- _Текст задания 1_: Что, согласно отрывку об этике и Ницше, было единственным эталоном, который предложил Ницше?

- _Текст для чтения_:
↓

Конечно, и раньше были люди, знавшие, что с предпосылкой о самоочевидности моральных предписаний что-то не так (как будто фраза «Не лжесвидетельствуй!» могла когда-то быть столь же весомой, как «дважды два – четыре»). Предпринятые Ницше поиски «новых ценностей» ясно свидетельствовали об обесценивании того, что в его время называлось «ценностями», а в предыдущие времена более точно звалось добродетелями. Единственным эталоном, который предложил Ницше, была Жизнь сама по себе, а в своей критике традиционных и, в основном, христианских ценностей он руководствовался куда более расхожей интуицией, что не только вся христианская, но и вся платоническая этика пользуется мерилами и критериями, взятыми не из этого мира, но откуда-то извне – будь то небо идей, распростершееся над темной пещерой сугубо человеческих дел, или в полном смысле трансцендентный потусторонний мир, где Бог уготовил нам загробную жизнь. Ницше называл себя моралистом и, несомненно, был им; но сделать высшим благом жизнь, когда речь идет об этике – это круг в объяснении, ведь всякая этика, христианская и не только, предполагает, что жизнь – это не высшее благо для смертных; что в жизни на кону всегда стоит нечто большее, чем сохранение и воспроизводство отдельных живых организмов. Это могут быть самые разные вещи: в досократовской Греции – величие и слава, в Риме – нерушимость города; это может быть здоровье души в этой жизни или ее спасение после смерти, свобода или справедливость, и многое другое.
Неужели эти принципы, из которых в конечном счете вытекали все добродетели, были всего лишь ценностями, которые можно поменять, стоит только людям начать иначе к ним относиться? И неужели все они были бы тотчас отринуты перед лицом всепобеждающего требования Жизни, как, видимо, намекает Ницше? Разумеется, он не мог знать, что действия людей способны однажды поставить под угрозу существование человечества в целом; в этом крайнем случае действительно можно было бы приводить доводы в пользу того, что выживание мира и человеческого рода есть высшее благо. Но это означало бы всего-навсего то, что никакой этики или морали больше не существует. В сущности, эта мысль предвосхищена в старом латинском вопросе: Fiat justitia, pereat mundus (Стоит ли миру погибнуть ради того, чтобы свершилась справедливость?) Ответ на вопрос дал Кант: «Если погибнет справедливость, жизнь людей на земле потеряет свой смысл»[43]43
См.: Кант И. Метафизика нравов // Кант И. Сочинения. В 8-ми т. Т. 6. М.: Чоро, 1994. С. 367. Этот перевод изменен с учетом того, как Арендт переводит данную фразу Канта на английский язык: «If justice perishes, human life on earth has lost its meaning». – Прим. пер.

↑

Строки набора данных
↓

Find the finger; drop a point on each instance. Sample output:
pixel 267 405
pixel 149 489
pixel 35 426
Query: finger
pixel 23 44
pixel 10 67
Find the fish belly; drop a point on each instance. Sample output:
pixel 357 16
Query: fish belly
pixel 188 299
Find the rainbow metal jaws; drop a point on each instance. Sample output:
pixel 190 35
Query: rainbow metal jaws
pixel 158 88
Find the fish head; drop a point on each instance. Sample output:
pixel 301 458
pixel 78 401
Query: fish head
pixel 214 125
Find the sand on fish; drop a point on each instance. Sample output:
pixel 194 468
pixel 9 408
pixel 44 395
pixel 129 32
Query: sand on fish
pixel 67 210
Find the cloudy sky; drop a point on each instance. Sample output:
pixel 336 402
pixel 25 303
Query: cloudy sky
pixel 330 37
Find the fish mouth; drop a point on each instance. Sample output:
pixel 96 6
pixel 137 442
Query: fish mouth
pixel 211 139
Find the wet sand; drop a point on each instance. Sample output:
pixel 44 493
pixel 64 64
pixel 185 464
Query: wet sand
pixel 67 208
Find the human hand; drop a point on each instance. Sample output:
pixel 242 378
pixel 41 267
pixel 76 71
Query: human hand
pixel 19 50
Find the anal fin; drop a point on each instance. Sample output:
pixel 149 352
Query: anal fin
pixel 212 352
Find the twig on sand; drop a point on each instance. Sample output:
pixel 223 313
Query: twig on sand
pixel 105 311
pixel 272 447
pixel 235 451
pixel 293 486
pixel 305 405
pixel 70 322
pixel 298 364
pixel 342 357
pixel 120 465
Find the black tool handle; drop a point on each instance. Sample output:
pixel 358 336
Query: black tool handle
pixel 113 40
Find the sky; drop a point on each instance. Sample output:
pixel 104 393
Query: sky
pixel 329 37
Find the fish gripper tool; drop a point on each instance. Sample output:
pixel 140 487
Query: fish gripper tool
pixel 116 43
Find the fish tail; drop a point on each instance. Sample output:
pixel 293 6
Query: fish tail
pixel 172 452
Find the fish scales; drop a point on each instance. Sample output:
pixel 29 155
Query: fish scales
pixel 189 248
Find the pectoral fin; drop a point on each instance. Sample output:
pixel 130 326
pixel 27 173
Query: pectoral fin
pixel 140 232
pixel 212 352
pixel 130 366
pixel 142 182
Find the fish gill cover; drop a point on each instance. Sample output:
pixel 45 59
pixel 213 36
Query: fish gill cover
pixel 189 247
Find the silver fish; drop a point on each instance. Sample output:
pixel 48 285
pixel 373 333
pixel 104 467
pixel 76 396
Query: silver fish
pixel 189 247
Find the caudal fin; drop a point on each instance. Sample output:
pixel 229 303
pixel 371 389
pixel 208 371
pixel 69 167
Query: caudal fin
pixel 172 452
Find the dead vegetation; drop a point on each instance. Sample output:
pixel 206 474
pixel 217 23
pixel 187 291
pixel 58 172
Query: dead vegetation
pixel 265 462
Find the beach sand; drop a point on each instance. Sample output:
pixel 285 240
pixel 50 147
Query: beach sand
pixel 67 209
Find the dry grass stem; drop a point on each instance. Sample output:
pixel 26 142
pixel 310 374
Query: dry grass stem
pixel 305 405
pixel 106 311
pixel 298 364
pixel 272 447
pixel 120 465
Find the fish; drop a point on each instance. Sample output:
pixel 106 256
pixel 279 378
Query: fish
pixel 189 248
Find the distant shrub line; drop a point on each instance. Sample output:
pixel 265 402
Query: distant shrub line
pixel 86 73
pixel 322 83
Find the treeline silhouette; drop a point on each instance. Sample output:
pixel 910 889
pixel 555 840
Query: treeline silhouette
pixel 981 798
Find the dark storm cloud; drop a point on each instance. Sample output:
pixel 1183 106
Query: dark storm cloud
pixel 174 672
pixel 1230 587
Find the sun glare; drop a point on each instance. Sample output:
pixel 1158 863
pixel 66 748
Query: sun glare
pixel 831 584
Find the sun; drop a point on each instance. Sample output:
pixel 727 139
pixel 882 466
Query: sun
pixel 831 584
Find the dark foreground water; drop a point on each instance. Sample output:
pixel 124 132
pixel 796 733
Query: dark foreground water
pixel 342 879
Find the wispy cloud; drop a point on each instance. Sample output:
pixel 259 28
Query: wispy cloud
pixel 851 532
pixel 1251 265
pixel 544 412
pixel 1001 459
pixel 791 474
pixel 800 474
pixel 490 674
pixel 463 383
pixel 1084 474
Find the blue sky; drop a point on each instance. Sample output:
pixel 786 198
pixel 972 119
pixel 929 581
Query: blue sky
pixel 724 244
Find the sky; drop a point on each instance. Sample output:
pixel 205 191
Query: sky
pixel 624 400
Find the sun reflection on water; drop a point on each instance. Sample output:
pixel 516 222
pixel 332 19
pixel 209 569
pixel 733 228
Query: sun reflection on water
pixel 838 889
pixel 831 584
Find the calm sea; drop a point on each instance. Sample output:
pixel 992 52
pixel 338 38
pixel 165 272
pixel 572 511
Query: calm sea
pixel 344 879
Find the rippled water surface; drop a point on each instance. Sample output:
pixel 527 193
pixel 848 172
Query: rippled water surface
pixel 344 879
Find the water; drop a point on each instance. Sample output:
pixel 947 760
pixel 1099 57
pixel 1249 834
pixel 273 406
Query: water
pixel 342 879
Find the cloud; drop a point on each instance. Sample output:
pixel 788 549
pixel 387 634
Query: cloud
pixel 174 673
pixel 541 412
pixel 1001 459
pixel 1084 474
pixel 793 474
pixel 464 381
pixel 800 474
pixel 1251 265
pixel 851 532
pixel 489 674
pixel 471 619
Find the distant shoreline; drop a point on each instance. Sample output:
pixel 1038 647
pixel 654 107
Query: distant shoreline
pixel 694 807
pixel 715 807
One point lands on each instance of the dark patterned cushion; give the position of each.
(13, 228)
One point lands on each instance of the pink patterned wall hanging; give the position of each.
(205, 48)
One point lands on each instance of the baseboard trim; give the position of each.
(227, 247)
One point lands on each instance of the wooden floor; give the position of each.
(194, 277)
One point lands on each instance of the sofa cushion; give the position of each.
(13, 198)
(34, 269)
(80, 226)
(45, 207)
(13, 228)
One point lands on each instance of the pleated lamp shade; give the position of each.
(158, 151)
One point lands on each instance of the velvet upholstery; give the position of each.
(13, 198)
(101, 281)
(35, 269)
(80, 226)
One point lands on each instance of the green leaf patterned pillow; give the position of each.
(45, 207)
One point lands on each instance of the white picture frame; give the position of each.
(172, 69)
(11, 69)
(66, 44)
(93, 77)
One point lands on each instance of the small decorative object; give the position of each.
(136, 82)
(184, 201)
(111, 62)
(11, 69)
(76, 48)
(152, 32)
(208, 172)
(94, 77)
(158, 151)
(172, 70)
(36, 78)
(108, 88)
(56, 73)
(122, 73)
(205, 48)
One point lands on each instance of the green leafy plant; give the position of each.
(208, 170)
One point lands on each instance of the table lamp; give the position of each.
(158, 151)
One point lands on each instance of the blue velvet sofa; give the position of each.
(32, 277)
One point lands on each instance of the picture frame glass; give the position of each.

↑

- _Текст задания 2_: Замените «drop a point» на «place a point» в записях с самой первой строки по строку с «pixel 142 182» включительно. Выведите только этот фрагмент записей, прочее в нем оставьте без изменений.

- _Ответ 1_: Жизнь сама по себе.

- _Ответ 2_:
Find the finger; place a point on each instance. Sample output:
pixel 267 405
pixel 149 489
pixel 35 426
Query: finger
pixel 23 44
pixel 10 67
Find the fish belly; place a point on each instance. Sample output:
pixel 357 16
Query: fish belly
pixel 188 299
Find the rainbow metal jaws; place a point on each instance. Sample output:
pixel 190 35
Query: rainbow metal jaws
pixel 158 88
Find the fish head; place a point on each instance. Sample output:
pixel 301 458
pixel 78 401
Query: fish head
pixel 214 125
Find the sand on fish; place a point on each instance. Sample output:
pixel 194 468
pixel 9 408
pixel 44 395
pixel 129 32
Query: sand on fish
pixel 67 210
Find the cloudy sky; place a point on each instance. Sample output:
pixel 336 402
pixel 25 303
Query: cloudy sky
pixel 330 37
Find the fish mouth; place a point on each instance. Sample output:
pixel 96 6
pixel 137 442
Query: fish mouth
pixel 211 139
Find the wet sand; place a point on each instance. Sample output:
pixel 44 493
pixel 64 64
pixel 185 464
Query: wet sand
pixel 67 208
Find the human hand; place a point on each instance. Sample output:
pixel 242 378
pixel 41 267
pixel 76 71
Query: human hand
pixel 19 50
Find the anal fin; place a point on each instance. Sample output:
pixel 149 352
Query: anal fin
pixel 212 352
Find the twig on sand; place a point on each instance. Sample output:
pixel 223 313
Query: twig on sand
pixel 105 311
pixel 272 447
pixel 235 451
pixel 293 486
pixel 305 405
pixel 70 322
pixel 298 364
pixel 342 357
pixel 120 465
Find the black tool handle; place a point on each instance. Sample output:
pixel 358 336
Query: black tool handle
pixel 113 40
Find the sky; place a point on each instance. Sample output:
pixel 104 393
Query: sky
pixel 329 37
Find the fish gripper tool; place a point on each instance. Sample output:
pixel 140 487
Query: fish gripper tool
pixel 116 43
Find the fish tail; place a point on each instance. Sample output:
pixel 293 6
Query: fish tail
pixel 172 452
Find the fish scales; place a point on each instance. Sample output:
pixel 29 155
Query: fish scales
pixel 189 248
Find the pectoral fin; place a point on each instance. Sample output:
pixel 130 326
pixel 27 173
Query: pectoral fin
pixel 140 232
pixel 212 352
pixel 130 366
pixel 142 182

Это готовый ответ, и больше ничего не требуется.